▸ **WORK TO BE COMPLETED**: Return each of the records below word for word, keeping every line unchanged and in the same order.

▸ **DATA PROVIDED**:
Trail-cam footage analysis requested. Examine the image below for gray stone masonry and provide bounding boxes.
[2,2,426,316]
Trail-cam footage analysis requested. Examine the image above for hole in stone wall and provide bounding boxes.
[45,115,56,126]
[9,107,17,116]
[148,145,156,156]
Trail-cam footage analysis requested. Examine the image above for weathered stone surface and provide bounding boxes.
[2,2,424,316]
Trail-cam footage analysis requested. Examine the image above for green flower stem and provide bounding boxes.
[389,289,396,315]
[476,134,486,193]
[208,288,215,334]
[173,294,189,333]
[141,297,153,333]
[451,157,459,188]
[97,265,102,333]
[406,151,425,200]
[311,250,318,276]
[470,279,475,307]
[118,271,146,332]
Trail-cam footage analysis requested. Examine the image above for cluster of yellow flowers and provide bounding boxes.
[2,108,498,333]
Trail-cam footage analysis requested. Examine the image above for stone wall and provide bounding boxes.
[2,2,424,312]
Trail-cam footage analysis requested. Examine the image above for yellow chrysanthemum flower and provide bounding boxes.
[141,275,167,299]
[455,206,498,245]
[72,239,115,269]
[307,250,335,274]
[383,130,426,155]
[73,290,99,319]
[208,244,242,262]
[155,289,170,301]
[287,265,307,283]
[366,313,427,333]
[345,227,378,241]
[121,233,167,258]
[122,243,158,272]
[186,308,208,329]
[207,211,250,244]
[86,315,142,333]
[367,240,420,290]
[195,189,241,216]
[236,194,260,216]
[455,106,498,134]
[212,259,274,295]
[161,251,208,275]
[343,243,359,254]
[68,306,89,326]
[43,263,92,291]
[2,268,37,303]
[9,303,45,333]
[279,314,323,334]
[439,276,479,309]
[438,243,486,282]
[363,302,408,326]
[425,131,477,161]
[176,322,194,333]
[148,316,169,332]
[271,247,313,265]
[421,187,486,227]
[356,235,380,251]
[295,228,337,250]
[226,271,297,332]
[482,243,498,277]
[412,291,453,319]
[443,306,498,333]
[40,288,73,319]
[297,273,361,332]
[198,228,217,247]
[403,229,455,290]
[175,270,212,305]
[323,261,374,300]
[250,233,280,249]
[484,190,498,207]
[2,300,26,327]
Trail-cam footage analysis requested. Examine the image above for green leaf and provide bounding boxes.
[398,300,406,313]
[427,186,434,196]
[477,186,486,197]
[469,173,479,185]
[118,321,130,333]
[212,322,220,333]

▸ **RESULT FOR THIS EXERCISE**:
Trail-cam footage analysis requested. Examine the image below for gray stone masonry and provide bounding boxes.
[2,2,426,316]
Trail-cam footage analysis requested. Examine the image above for hole in stone wall and provide bounding boxes.
[45,115,56,126]
[9,107,17,116]
[148,145,156,156]
Trail-cam footage analysis requested. Examine the image above for weathered stone surface and provide bounding boxes.
[2,2,424,316]
Trail-cam footage analysis requested. Examine the image above for green flower stem and provide bounding boxes.
[389,289,396,315]
[476,134,486,193]
[208,288,215,334]
[173,294,189,333]
[141,297,153,333]
[451,157,459,188]
[97,265,102,333]
[406,151,425,200]
[311,250,318,276]
[470,279,475,307]
[118,271,146,332]
Trail-cam footage analysis requested. Examine the image above for cluster of yellow flowers and provide bounding boxes.
[2,108,498,333]
Trail-cam footage analysis requested. Examine the image above for stone wall and provide bounding boxes.
[2,2,424,312]
Trail-cam footage analysis requested. Examine the image above for yellow chrysanthemum flower and provide bounding boxes.
[141,275,167,299]
[455,206,498,245]
[72,239,115,269]
[307,250,335,274]
[383,130,426,155]
[73,290,99,319]
[208,244,242,262]
[155,289,170,301]
[287,265,307,283]
[366,313,427,333]
[345,227,378,241]
[121,233,167,258]
[122,243,158,272]
[186,308,208,329]
[207,211,250,244]
[86,315,142,333]
[367,240,420,290]
[195,189,241,216]
[236,194,260,216]
[455,106,498,134]
[212,259,274,295]
[161,251,208,275]
[343,243,359,254]
[68,306,89,326]
[43,263,92,291]
[2,268,37,303]
[9,303,45,333]
[279,314,323,334]
[439,276,479,309]
[438,243,486,282]
[363,302,408,326]
[425,131,477,161]
[176,322,194,333]
[148,316,169,332]
[271,247,313,265]
[421,187,486,227]
[356,235,380,251]
[295,228,337,250]
[226,271,297,332]
[482,243,498,277]
[412,291,453,319]
[443,306,498,333]
[40,288,73,319]
[297,273,361,332]
[198,228,217,247]
[403,229,455,290]
[175,270,212,305]
[323,261,374,300]
[250,233,280,249]
[484,190,498,207]
[2,300,26,327]
Trail-cam footage analysis requested. Examine the image above for green leaf and provide bounding boxes.
[398,300,406,313]
[427,186,434,196]
[477,186,486,197]
[469,173,479,185]
[118,321,130,333]
[212,322,220,333]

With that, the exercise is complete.